▶ YOUR ASSIGNMENT
Copy the records below exactly. Include all of them.
(DATA LISTING Opens)
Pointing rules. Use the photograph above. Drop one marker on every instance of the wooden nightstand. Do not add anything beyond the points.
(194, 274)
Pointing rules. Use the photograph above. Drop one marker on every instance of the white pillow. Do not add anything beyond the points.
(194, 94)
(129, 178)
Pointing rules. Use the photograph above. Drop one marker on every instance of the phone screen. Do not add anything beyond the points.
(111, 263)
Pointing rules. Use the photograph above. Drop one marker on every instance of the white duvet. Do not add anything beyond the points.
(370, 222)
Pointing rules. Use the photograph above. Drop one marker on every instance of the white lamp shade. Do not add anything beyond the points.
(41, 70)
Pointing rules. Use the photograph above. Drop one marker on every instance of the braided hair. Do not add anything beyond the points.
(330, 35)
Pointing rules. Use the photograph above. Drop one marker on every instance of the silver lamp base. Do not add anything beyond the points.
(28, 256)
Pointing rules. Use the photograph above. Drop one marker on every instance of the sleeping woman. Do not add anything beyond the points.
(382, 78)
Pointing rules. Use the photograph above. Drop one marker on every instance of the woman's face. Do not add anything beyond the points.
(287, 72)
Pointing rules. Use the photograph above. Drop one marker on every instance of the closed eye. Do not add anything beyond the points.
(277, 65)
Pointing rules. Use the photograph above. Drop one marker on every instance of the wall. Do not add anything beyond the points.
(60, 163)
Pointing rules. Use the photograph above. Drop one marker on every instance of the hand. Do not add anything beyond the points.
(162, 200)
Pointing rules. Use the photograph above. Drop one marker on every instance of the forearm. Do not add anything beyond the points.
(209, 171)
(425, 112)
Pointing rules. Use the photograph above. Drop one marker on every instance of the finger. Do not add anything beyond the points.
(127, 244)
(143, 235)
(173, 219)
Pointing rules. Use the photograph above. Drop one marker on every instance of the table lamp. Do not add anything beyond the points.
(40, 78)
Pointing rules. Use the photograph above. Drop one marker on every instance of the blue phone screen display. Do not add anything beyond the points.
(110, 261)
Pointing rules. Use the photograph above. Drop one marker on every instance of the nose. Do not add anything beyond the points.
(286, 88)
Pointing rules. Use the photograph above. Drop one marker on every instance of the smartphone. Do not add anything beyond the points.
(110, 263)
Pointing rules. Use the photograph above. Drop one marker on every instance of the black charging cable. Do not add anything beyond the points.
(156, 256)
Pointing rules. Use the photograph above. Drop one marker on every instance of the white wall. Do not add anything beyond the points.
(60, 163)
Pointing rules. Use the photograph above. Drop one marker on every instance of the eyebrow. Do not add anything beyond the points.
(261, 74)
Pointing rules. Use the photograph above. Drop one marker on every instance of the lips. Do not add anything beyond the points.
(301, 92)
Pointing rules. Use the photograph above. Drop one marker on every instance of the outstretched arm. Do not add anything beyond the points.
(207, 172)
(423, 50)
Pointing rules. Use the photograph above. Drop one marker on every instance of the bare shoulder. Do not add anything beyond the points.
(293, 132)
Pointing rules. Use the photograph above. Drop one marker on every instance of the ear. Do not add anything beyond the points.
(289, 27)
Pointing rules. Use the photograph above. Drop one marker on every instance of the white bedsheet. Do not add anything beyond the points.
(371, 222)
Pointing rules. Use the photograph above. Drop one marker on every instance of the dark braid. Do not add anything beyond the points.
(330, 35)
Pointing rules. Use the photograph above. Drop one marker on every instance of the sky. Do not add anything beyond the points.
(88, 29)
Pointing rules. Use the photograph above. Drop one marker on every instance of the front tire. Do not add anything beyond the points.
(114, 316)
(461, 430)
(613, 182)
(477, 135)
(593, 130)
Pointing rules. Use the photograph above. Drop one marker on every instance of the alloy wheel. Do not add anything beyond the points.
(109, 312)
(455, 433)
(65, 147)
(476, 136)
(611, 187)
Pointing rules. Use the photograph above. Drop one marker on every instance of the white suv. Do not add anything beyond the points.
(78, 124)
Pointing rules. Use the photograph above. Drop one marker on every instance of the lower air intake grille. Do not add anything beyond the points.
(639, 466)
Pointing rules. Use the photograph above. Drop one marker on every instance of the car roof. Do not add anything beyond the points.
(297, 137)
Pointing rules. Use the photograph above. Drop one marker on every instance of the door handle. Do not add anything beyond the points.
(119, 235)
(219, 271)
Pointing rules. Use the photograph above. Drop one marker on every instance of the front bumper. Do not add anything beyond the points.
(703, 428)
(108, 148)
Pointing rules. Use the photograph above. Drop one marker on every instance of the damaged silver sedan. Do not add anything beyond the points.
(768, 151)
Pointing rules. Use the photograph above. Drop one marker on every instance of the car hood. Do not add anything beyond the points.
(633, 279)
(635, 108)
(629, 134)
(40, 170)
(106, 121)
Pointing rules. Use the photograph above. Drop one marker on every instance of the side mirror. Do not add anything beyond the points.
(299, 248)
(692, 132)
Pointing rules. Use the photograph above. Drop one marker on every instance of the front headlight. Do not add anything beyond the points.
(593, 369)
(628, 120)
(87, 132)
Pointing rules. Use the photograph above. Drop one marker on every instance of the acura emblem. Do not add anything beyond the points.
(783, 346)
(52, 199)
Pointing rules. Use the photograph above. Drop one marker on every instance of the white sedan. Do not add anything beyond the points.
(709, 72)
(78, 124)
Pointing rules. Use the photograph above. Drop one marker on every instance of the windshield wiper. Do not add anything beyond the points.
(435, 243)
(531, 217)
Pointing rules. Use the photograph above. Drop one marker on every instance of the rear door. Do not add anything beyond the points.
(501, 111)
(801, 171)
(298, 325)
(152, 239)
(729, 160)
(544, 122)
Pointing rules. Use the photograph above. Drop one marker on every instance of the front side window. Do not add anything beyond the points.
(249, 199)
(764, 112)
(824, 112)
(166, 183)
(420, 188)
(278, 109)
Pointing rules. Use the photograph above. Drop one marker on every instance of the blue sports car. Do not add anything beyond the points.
(DATA LISTING Closes)
▶ RESPONSE TO THE TASK
Pointing rules. Use the photograph above. Drop one marker on every instance of the wooden nightstand. Do not add anything beyond the points.
(194, 274)
Pointing rules. Use the photograph above. Drop one marker on every instance of the white pillow. Do not add anything beyond the points.
(194, 94)
(129, 178)
Pointing rules. Use the photograph above. Drop one marker on every instance of the phone screen. Do not add anything beyond the points.
(111, 263)
Pointing rules. Use the photograph above. Drop one marker on every instance of the white duvet. Do not add anything beyond the points.
(370, 222)
Pointing rules. Use the photograph above. Drop one marker on every instance of the white lamp shade. Do not add anything beyond the points.
(41, 70)
Pointing rules. Use the photograph above. Drop one marker on every instance of the braided hair. Do not add anything beyond the points.
(330, 35)
Pointing rules. Use the photograph above. Drop one marker on every instance of the silver lamp base. Do not add anything beyond the points.
(28, 256)
Pointing rules. Use the photograph above. Drop one marker on every instance of the sleeping woman. Do not add anything beyond the points.
(382, 78)
Pointing rules. Use the photograph above. Drop one marker on every instance of the woman's face. Do not add anything beyond the points.
(287, 72)
Pointing rules. Use the photograph above. Drop one marker on every instance of the closed eye. Do not add anything beyond the points.
(277, 65)
Pointing rules. Use the photograph above. Drop one marker on every instance of the wall. Do not add anything beyond the points.
(60, 163)
Pointing rules. Use the photograph above. Drop one marker on every instance of the hand. Do not add anything beyond the points.
(162, 200)
Pointing rules. Use the photograph above. Drop one marker on every instance of the forearm. Do not add anything beyond the points.
(209, 171)
(425, 112)
Pointing rules. Use the photograph above. Drop one marker on every instance of the finger. Do not add anything beyond the points.
(127, 244)
(143, 235)
(173, 219)
Pointing rules. Use the photograph above. Drop one marker on every instance of the table lamp. Do not add anything beyond the points.
(40, 78)
Pointing rules. Use the photograph above. Drop one marker on every instance of the blue phone screen display. Do not add anything beyond the points.
(110, 261)
Pointing rules. Use the photograph above. Drop one marker on every instance of the nose. Do not add anything beyond the points.
(286, 88)
Pointing rules. Use the photograph above. Drop one marker on every instance of the smartphone. Do not add anything beyond the points.
(110, 263)
Pointing rules. Use the photograph above. Drop one marker on every instance of the black charging cable. Do not add anything beyond the points.
(156, 256)
Pointing rules. Use the photograph above. Drop one marker on every instance of the white wall. Do not add anything beyond the points.
(60, 163)
Pointing rules. Use the photograph above. Drop one marker on every instance of the eyebrow. Do not add anything beyond the points.
(261, 74)
Pointing rules. Use the photograph above. Drop one marker on every instance of the lips. Do not add anything beyond the points.
(301, 92)
Pointing rules. Use the photograph above. Drop one marker on every instance of the outstretched arm. Do not add anything beyond the points.
(207, 172)
(423, 50)
Pointing rules. Use the photograph above. Drop one marker on every instance of the bare shoulder. Do not add anything beyond the points.
(293, 132)
Pointing rules. Use the photograph above. Drop one marker on every instance of the ear. Do not add anything beyond the points.
(289, 27)
Pointing rules. Use the photograph above. Drop one marker on every instance of the white bedsheet. Do not add anything beyond the points.
(371, 222)
Pointing rules. Use the photograph above. Drop one marker on every instance of the dark braid. Do not add anything beyond the points.
(330, 35)
Pointing rules. Use the photograph above. Drop one marker on every instance of the sky. Do not add anything beyond the points.
(88, 29)
Pointing rules. Use the photograph above. Drop one marker on every instance of the front tire. Do not add anything beyond the points.
(114, 316)
(461, 430)
(613, 182)
(477, 135)
(593, 130)
Pointing rules. Use the photograph above. Drop one marker on every instance of the alloy wheel. Do not add anything beyond the points.
(109, 312)
(455, 433)
(65, 147)
(476, 136)
(611, 187)
Pointing rules. Use the photograph above. Drop one marker on every instance of the white suv. Do not add anything beyond the points.
(78, 124)
Pointing rules. Use the photograph above. Drop one marker on every instance of the lower air intake grille. Do not add anything beyond the points.
(639, 466)
Pointing rules. Use the photograph above. Drop one marker on every instance of the car roof. Do not add anything beyond the points.
(297, 137)
Pointing rules. Use the photograph above. Drop one marker on every instance of the door handle. Do not add anything beyond the points.
(119, 235)
(219, 271)
Pointing rules. Use the photograph above. Drop one marker on every instance of the front bumper. Do not add anything beyond the points.
(703, 428)
(108, 148)
Pointing rules. Use the photograph above. Drop one marker on every instance of the damaged silver sedan. Do not add anything beyond the points.
(768, 151)
Pointing rules. Use the photograph above. Drop one marker on every instance of the car hood. Do not add anything beyond the points.
(633, 279)
(635, 108)
(629, 134)
(40, 170)
(106, 121)
Pointing rules. Use the photograph above. Drop one marker on every instance of the side mirror. Do not add anything beyond the points.
(299, 248)
(692, 132)
Pointing rules. Use the photograph above. Drop one marker on every instance of the front headlight. Do not add anything beyond the points.
(593, 369)
(628, 120)
(87, 132)
Pointing rules. Use the photograph above. Drop one marker on every instance of the acura emblem. Do not add anything beyond the points.
(783, 346)
(52, 199)
Pointing rules. Use the photograph above. Drop one marker on every instance of the white sedan. Do not add anything beyond the points.
(709, 72)
(78, 124)
Pointing rules. Use the photograph above. Drop one marker on every instance of the windshield wiper. Do not add anything beyond the points.
(435, 243)
(531, 217)
Pointing rules. Use the photograph above. Drop one marker on every instance of the rear door. Do not add anything beyond the points.
(501, 111)
(801, 171)
(298, 325)
(152, 239)
(729, 160)
(544, 122)
Pointing rules. Use the photograph above. Drop one marker on every instance of the front side window. Do not add anything beyond the points.
(249, 199)
(764, 112)
(824, 112)
(166, 183)
(420, 188)
(278, 109)
Pointing rules. Use the photograph above. Drop one marker on every instance of the blue sports car. Do not add anything beyond the points.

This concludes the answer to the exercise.